— Verilen görev 1 —
Satırlarda "the wooden roof" ifadesini içeren satırla başlayıp satırların sonuna kadar uzanan bölümü, iki ucu da dahil olmak üzere aynen tekrarla. Resimleri yanıta alma.

Bir yüz yıldır psikologların ve felsefecilerin duygunun kesin anlamı üzerinde tartıştıklarını belirten Goleman, duyguyu, bir his ve bu hisse özgü belirli düşünceler, psikolojik ve biyolojik haller ve bir dizi hareket eğilimi anlamında tanımlar. Duygunun mekaniğinde her hissin kendine özgü düşünce, tepki ve hatta anılar repertuarı olduğunu söyler.

Çocuklar bu duygu ve heyecan durumlarını netleştiremeden hayatlarını yaşar veya yaşamaya çalışırlar. Duygu ile heyecan arasında bir kimlik elde etmeye çalışan çocukların bu ikliminin en az hasarla oluşumu ebeveynlere bağlıdır.

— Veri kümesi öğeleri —
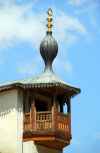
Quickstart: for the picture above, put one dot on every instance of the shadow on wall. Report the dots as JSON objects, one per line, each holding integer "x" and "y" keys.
{"x": 8, "y": 111}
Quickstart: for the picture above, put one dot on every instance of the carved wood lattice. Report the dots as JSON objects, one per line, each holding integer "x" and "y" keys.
{"x": 63, "y": 122}
{"x": 43, "y": 121}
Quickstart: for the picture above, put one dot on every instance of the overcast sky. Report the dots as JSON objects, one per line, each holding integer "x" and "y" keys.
{"x": 76, "y": 28}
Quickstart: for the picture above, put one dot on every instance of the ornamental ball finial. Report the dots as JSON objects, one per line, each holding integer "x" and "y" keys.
{"x": 49, "y": 19}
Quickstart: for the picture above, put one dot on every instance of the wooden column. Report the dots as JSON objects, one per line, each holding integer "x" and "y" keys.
{"x": 55, "y": 116}
{"x": 61, "y": 104}
{"x": 24, "y": 92}
{"x": 33, "y": 110}
{"x": 69, "y": 112}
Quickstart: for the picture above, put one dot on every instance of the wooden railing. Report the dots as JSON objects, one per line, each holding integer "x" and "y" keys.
{"x": 43, "y": 121}
{"x": 27, "y": 122}
{"x": 63, "y": 122}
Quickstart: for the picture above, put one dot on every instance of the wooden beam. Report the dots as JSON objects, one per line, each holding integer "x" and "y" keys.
{"x": 33, "y": 110}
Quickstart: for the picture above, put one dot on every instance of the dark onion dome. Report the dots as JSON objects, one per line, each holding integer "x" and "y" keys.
{"x": 48, "y": 50}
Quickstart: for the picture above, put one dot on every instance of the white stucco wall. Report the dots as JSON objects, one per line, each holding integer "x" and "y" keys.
{"x": 11, "y": 118}
{"x": 30, "y": 147}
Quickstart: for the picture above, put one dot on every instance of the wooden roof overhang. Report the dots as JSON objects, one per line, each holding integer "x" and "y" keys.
{"x": 43, "y": 88}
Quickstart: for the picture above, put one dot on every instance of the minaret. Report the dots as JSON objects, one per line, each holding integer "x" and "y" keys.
{"x": 30, "y": 108}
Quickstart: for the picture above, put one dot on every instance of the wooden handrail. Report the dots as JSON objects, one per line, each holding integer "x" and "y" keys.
{"x": 45, "y": 121}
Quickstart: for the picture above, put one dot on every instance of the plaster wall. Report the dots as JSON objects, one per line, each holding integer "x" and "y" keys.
{"x": 30, "y": 147}
{"x": 11, "y": 121}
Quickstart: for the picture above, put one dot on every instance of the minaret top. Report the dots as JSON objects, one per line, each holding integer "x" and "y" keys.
{"x": 49, "y": 46}
{"x": 49, "y": 19}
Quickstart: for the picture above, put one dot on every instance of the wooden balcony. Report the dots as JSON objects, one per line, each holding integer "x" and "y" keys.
{"x": 49, "y": 126}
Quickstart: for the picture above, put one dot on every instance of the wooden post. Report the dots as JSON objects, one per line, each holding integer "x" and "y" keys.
{"x": 69, "y": 112}
{"x": 24, "y": 92}
{"x": 61, "y": 104}
{"x": 55, "y": 109}
{"x": 33, "y": 110}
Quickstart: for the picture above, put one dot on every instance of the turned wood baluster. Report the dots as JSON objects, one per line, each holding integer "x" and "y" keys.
{"x": 55, "y": 109}
{"x": 33, "y": 110}
{"x": 24, "y": 92}
{"x": 69, "y": 112}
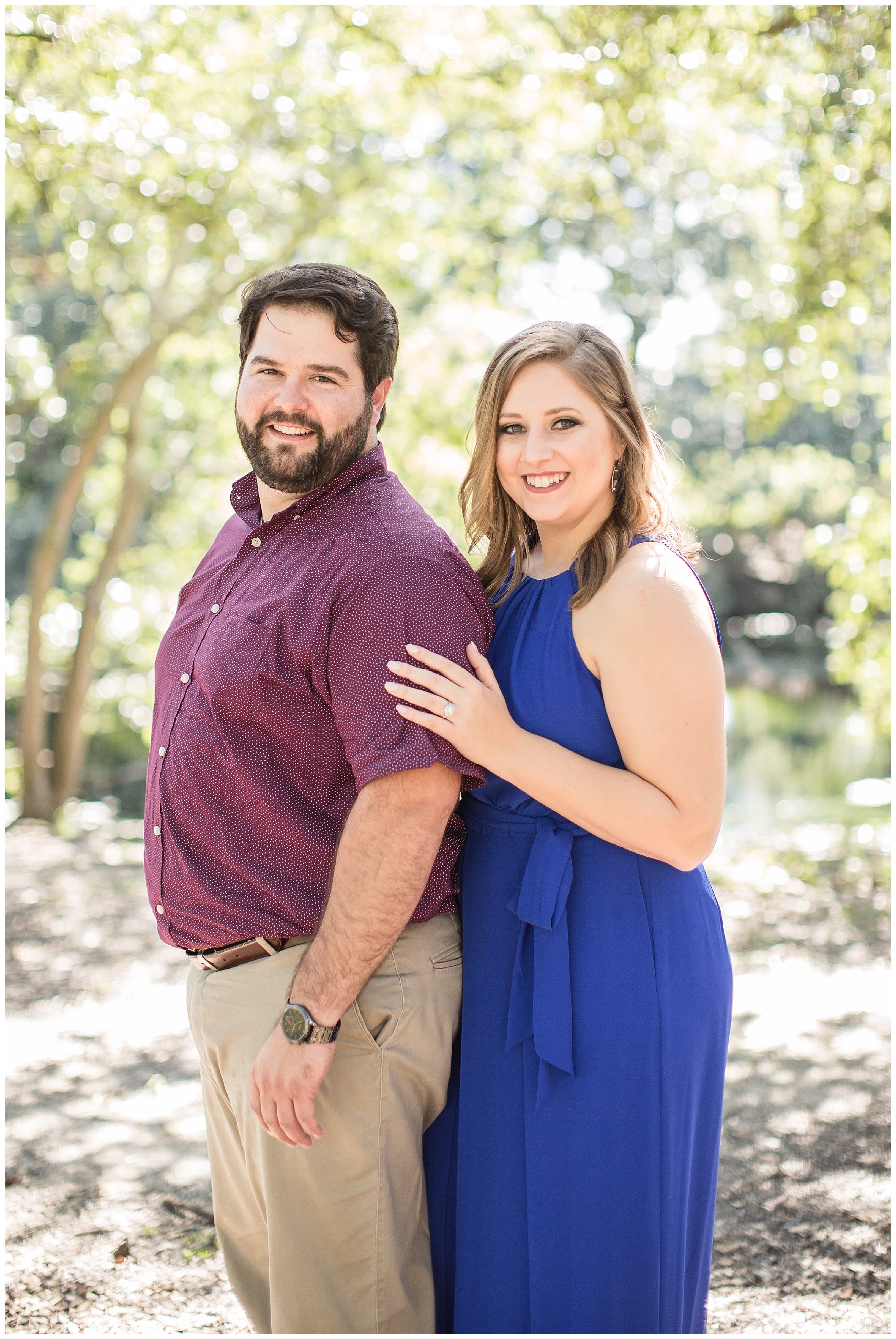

— Verilen görev 2 —
Duygular ve çocukların duygu dünyası üzerine olan metni kaldığı yerden sürdür.

— Sonuç 1 —
Quickstart: for the picture above, put one dot on every instance of the wooden roof overhang. Report the dots as JSON objects, one per line, each holding integer "x" and "y" keys.
{"x": 43, "y": 88}
Quickstart: for the picture above, put one dot on every instance of the minaret. Report the dots as JSON objects, one per line, each holding integer "x" and "y" keys.
{"x": 30, "y": 108}
Quickstart: for the picture above, put one dot on every instance of the wooden handrail. Report the dots as JSON objects, one per line, each holding integer "x" and "y" keys.
{"x": 45, "y": 121}
Quickstart: for the picture above, put one dot on every instance of the plaster wall. Report the dots as JSON objects, one per line, each holding integer "x" and "y" keys.
{"x": 30, "y": 147}
{"x": 11, "y": 121}
Quickstart: for the picture above, put one dot on every instance of the minaret top. Report the dots as JSON objects, one per line, each holding integer "x" and "y" keys.
{"x": 49, "y": 46}
{"x": 49, "y": 19}
Quickstart: for the picture above, put one dot on every instance of the wooden balcony. Report the dots as JSON objects, one per line, each holding integer "x" and "y" keys.
{"x": 49, "y": 126}
Quickstart: for the picture above, put one dot on every instance of the wooden post. Report the dots as JSON objects, one per line, each holding integer "x" and "y" keys.
{"x": 69, "y": 112}
{"x": 24, "y": 92}
{"x": 61, "y": 104}
{"x": 55, "y": 109}
{"x": 33, "y": 110}
Quickstart: for the picture above, put one dot on every instance of the turned wood baluster. Report the dots as JSON objects, one per line, each holding integer "x" and "y" keys.
{"x": 55, "y": 109}
{"x": 33, "y": 110}
{"x": 24, "y": 92}
{"x": 69, "y": 112}

— Sonuç 2 —
Bilge –sade ya da karanlık– karmaşık ebeveyn rol modelliğinde ise karşımıza farkındalık ve iktidar oluşumu kavramı çıkar.

Farkındalık en üst düzeyde yabancılaşma kavramıyla ilişkilidir. Duygu ve değerlere yabancılaşmayan ebeveynler çocuklarını her daim fark eder ve ihtiyaçlarına cevap vermeye çalışırlar. Duygudaşlığın yoksunluğu ve bireyi kendi olma konumunda kabullenmeyiş anlamına da gelen yabancılaşma farkındalığın en büyük yok ediş tutumudur.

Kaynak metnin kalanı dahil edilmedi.